***** Text block
So here, with some help from the UK fact-checking organisation Full Fact, is a nine-point guide to what’s really going on.

Use a real number, but change its meaning

There’s almost always some basis for numbers that get quoted, but it’s often rather different from what is claimed. Take, for example, the famous £350m, as in the “We send the EU £350m a week” claim plastered over the big red Brexit campaign bus. This is a true National Statistic (see Table 9.9 of the ONS Pink Book 2015), but, in the words of Sir Andrew Dilnot, chair of the UK Statistics Authority watchdog, it “is not an amount of money that the UK pays to the EU”. In fact, the UK’s net contribution is more like £250m a week when Britain’s rebate is taken into account – and much of that is returned in the form of agricultural subsidies and grants to poorer UK regions, reducing the figure to £136m. Sir Andrew expressed disappointment that this “misleading” claim was being made by Brexit campaigners but this ticking-off still did not get the bus repainted.

George Osborne quoted the Treasury’s projection of £4,300 as the cost per household of leaving the EU. Photograph: Matt Cardy/Getty Images

Make the number look big (but not too big)

Why did the Leave campaign frame the amount of money as “£350m per week”, rather than the equivalent “£19bn a year”? They probably realised that, once numbers get large, say above 10m, they all start seeming the same – all those extra zeros have diminishing emotional impact. Billions, schmillions, it’s just a Big Number.

Of course they could have gone the other way and said “£50m a day”, but then people might have realised that this is equivalent to around a packet of crisps each, which does not sound so impressive.

George Osborne, on the other hand, preferred to quote the Treasury’s projection of the potential cost of leaving the EU as £4,300 per household per year, rather than as the equivalent £120bn for the whole country. Presumably he was trying to make the numbers seem relevant, but perhaps he would have been better off framing the projected cost as “£2.5bn a week” so as to provide a direct comparison with the Leave campaign’s £350m. It probably would not have made any difference: the weighty 200-page Treasury report is on course to become a classic example of ignored statistics.
**********
***** Data segment
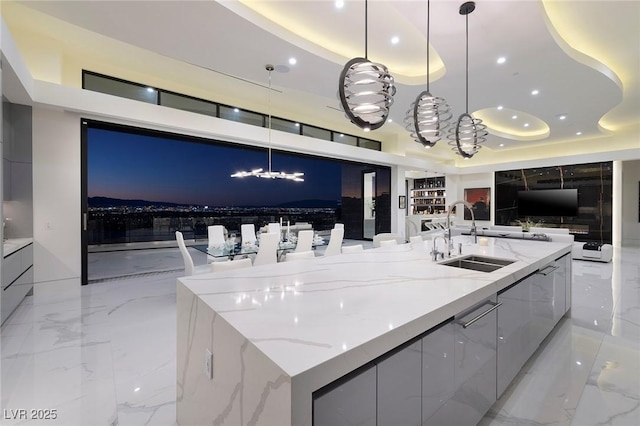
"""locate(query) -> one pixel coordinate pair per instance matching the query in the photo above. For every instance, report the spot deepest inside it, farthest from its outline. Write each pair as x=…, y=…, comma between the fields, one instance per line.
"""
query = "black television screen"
**********
> [Exercise requirements]
A. Say whether each statement agrees with the text on numbers in the Brexit campaign, answering yes or no and quoting the deciding words of the text: (i) The £350m figure can be found in Table 9.9 of the ONS Pink Book 2015. (ii) Sir Andrew Dilnot's criticism led to the campaign bus being repainted. (iii) George Osborne presented the Treasury's projected cost of leaving the EU as "£2.5bn a week".
B. Carry on the guide to numbers in the Brexit campaign, starting after its final sentence.

> [Results in order]
A.
(i) Yes: "This is a true National Statistic (see Table 9.9 of the ONS Pink Book 2015)".
(ii) No: "this ticking-off still did not get the bus repainted".
(iii) No: "perhaps he would have been better off framing the projected cost as “£2.5bn a week”".

B.
Recent studies confirmed higher death rates at weekends, but showed no relationship to weekend staffing levels. Photograph: Peter Byrne/PA

Casually imply causation from correlation

In July 2015 Jeremy Hunt said: “Around 6,000 people lose their lives every year because we do not have a proper seven-day service in hospitals….” and by February 2016 this had increased to “11,000 excess deaths because we do not staff our hospitals properly at weekends”. These categorical claims that weekend staffing was responsible for increased weekend death rates were widely criticised at the time, particularly by the people who had done the actual research. Recent studies have confirmed higher death rates at weekends, but these showed no relationship to weekend staffing levels.

Choose your definitions carefully

On 17 December 2014, Tom Blenkinsop MP said, “Today, there are 2,500 fewer nurses in our NHS than in May 2010”, while on the same day David Cameron claimed “Today, actually, there are new figures out on the NHS… there are 3,000 more nurses under this government.” Surely one must be wrong?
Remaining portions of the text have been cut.